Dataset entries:

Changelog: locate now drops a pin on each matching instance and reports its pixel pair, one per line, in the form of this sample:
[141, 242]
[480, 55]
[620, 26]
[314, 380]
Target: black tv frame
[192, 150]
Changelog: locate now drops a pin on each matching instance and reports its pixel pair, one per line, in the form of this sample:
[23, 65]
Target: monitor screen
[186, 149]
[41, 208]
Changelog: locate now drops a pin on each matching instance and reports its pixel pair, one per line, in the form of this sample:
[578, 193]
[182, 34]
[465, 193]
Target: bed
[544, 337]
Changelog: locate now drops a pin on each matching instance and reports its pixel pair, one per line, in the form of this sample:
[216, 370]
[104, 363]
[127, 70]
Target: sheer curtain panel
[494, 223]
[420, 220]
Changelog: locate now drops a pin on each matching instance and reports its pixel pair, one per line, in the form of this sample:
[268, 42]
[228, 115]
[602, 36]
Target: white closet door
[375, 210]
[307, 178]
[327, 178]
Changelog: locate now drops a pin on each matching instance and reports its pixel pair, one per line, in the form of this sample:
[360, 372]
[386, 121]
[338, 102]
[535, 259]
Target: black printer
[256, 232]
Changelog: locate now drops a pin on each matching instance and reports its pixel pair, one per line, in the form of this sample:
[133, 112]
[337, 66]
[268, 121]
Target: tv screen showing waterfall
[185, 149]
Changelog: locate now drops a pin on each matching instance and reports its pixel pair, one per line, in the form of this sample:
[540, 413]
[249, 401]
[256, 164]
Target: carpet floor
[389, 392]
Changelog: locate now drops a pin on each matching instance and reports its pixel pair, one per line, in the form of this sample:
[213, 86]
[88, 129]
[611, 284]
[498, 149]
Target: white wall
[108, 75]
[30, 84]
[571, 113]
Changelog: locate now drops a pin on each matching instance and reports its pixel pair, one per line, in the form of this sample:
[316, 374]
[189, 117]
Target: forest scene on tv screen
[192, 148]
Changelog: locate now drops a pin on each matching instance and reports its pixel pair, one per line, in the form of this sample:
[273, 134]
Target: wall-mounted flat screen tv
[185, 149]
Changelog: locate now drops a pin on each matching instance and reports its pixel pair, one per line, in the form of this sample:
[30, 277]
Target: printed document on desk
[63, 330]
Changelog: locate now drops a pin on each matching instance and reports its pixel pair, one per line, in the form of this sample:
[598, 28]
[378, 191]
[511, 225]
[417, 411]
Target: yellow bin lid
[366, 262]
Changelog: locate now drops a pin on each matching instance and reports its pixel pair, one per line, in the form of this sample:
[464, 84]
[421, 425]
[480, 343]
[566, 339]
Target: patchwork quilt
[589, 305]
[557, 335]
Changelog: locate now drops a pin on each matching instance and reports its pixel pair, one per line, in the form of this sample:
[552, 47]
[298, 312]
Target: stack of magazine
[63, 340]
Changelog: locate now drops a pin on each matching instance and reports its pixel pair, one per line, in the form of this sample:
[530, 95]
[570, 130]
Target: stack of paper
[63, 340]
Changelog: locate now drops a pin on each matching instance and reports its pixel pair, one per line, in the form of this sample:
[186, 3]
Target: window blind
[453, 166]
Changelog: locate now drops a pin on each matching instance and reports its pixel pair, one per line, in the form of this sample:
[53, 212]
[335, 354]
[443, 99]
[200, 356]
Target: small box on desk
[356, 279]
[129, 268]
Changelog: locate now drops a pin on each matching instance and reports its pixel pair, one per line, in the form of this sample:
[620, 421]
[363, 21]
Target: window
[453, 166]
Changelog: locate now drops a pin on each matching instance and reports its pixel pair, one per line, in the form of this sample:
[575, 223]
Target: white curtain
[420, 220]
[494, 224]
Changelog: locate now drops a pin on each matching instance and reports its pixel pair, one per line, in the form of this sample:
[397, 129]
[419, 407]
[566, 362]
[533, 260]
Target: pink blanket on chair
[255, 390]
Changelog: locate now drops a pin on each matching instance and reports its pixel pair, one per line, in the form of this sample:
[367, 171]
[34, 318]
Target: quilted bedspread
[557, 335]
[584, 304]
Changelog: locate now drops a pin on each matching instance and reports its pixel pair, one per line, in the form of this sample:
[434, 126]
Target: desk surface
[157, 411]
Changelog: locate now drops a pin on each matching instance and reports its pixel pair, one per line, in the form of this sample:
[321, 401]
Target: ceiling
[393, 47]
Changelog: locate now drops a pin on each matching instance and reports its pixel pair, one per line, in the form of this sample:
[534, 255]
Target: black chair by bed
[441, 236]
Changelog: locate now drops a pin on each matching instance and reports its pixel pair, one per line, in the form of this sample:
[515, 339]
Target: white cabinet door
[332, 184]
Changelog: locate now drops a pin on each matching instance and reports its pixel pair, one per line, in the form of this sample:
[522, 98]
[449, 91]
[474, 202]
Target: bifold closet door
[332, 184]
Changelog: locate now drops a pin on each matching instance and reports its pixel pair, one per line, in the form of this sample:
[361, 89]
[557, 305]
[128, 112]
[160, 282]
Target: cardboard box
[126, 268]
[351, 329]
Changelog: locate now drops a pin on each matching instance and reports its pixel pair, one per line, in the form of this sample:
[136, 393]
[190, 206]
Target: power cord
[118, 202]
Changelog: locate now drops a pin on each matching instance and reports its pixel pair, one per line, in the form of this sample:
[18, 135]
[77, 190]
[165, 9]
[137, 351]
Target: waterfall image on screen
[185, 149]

Aim of the exercise: Repeat the listing exactly, from its first line to its last.

Answer to this problem:
Changelog: locate now drops a pin on each matching instance and reports its pixel pair, one per line, in the form of this sample:
[141, 242]
[480, 55]
[620, 26]
[314, 380]
Target: black tv frame
[192, 150]
Changelog: locate now drops a pin on each matching instance and reports its pixel pair, one per line, in the form of this sample:
[23, 65]
Target: monitor screen
[186, 149]
[41, 208]
Changelog: locate now drops a pin on each matching instance and reports its pixel pair, one per line, in the form of this sample:
[578, 193]
[182, 34]
[465, 193]
Target: bed
[544, 337]
Changelog: locate now drops a pin on each matching instance and reports its pixel pair, one per line, in the form of this sample:
[216, 370]
[104, 363]
[127, 70]
Target: sheer curtain panel
[494, 223]
[420, 220]
Changelog: locate now drops a pin on each matching instance and reports its pixel pair, one per line, in the form of this sample:
[268, 42]
[228, 115]
[602, 36]
Target: white closet door
[375, 210]
[307, 178]
[327, 178]
Changelog: locate now drops a pin on each matching instance and reports its pixel pair, one per line, in the form of this sample:
[360, 372]
[386, 121]
[338, 102]
[535, 259]
Target: black printer
[256, 232]
Changelog: locate now drops a pin on each matching instance and reports its pixel pair, one per line, in the form of this sample:
[133, 112]
[337, 66]
[268, 121]
Target: tv screen showing waterfall
[185, 149]
Changelog: locate now drops a pin on each matching instance and reports its pixel pair, one per line, in the form of this sample:
[540, 413]
[249, 401]
[256, 164]
Target: carpet floor
[389, 392]
Changelog: locate now drops a pin on each matching instance and reports its pixel pair, one per line, in the form of this sample:
[213, 86]
[88, 129]
[611, 284]
[498, 149]
Target: white wall
[108, 75]
[30, 84]
[571, 113]
Changelog: locate now drops a pin on each matching instance and reports its pixel pair, one per line, in the form of this sample:
[316, 374]
[189, 117]
Target: forest scene on tv screen
[192, 148]
Changelog: locate now drops a pin on each matching instance and reports its pixel pair, one per line, in the form of this sample:
[273, 134]
Target: wall-mounted flat screen tv
[185, 149]
Changelog: locate now drops a pin on each matching instance and reports its pixel pair, one per line, in the form of this sample:
[30, 277]
Target: printed document on desk
[63, 330]
Changelog: locate now drops a pin on each matching instance and reports its pixel pair, one per line, in the form of this sample:
[598, 28]
[378, 191]
[511, 225]
[417, 411]
Target: yellow bin lid
[366, 262]
Changelog: locate now drops a pin on each matching instance and reports its pixel pair, one per line, in the form of this sample:
[464, 84]
[421, 425]
[480, 343]
[566, 339]
Target: patchwork quilt
[589, 305]
[557, 335]
Changelog: locate now drops a pin on each matching instance and reports its pixel pair, one per line, in the form of this sample:
[552, 47]
[298, 312]
Target: stack of magazine
[63, 340]
Changelog: locate now drops a pin on each matching instance and reports its pixel pair, one per line, in the form of this sample:
[530, 95]
[570, 130]
Target: stack of paper
[63, 340]
Changelog: locate now drops a pin on each matching instance and reports its pixel pair, one per line, in the form of this sample:
[186, 3]
Target: window blind
[453, 166]
Changelog: locate now drops a pin on each matching instance and reports its pixel pair, one per line, in the form of this sample:
[53, 212]
[335, 354]
[443, 99]
[200, 356]
Target: small box on desk
[356, 279]
[129, 268]
Changelog: locate now drops a pin on each matching instance and reports its pixel pair, one per line, in the form of this sample:
[620, 421]
[363, 21]
Target: window
[453, 166]
Changelog: locate now drops a pin on each matching instance and reports its pixel pair, one per line, in the form of this sample:
[575, 223]
Target: white curtain
[420, 220]
[494, 224]
Changelog: locate now drops a pin on each matching instance and reports its pixel pair, one per line, in the form of this sample:
[397, 129]
[419, 407]
[566, 362]
[533, 260]
Target: pink blanket on chair
[255, 390]
Changelog: locate now drops a pin on each matching instance and reports its pixel pair, one per line, in the form of this sample:
[367, 171]
[34, 318]
Target: quilted bedspread
[557, 335]
[584, 304]
Changelog: locate now drops a pin on each matching instance and reports its pixel pair, one per line, in the form of this sample:
[434, 126]
Target: desk surface
[157, 411]
Changelog: locate now drops a pin on each matching instance and reports its pixel pair, one per line, in the form of this sample:
[321, 401]
Target: ceiling
[393, 47]
Changelog: locate now drops a pin on each matching instance and reports its pixel pair, one per line, in the form of this sample:
[534, 255]
Target: black chair by bed
[441, 236]
Changelog: locate now drops a pin on each matching instance and reports its pixel pair, one per line, in the form of this sample:
[515, 339]
Target: white cabinet door
[332, 184]
Changelog: locate now drops a pin on each matching instance and reports its pixel pair, one per line, in the form of this sample:
[522, 98]
[449, 91]
[474, 202]
Target: bifold closet door
[332, 184]
Changelog: locate now drops a pin on each matching instance and reports its pixel pair, one per line, in the form of this sample:
[361, 89]
[557, 305]
[128, 112]
[160, 282]
Target: cardboard box
[126, 268]
[351, 329]
Changelog: locate now drops a pin on each matching instance and reports its pixel pair, one per line, in the form of this sample:
[136, 393]
[190, 206]
Target: power cord
[118, 202]
Changelog: locate now drops a pin on each matching instance and reports its pixel pair, one per line, in the form of this sample:
[18, 135]
[77, 190]
[165, 9]
[137, 351]
Target: waterfall image on screen
[185, 149]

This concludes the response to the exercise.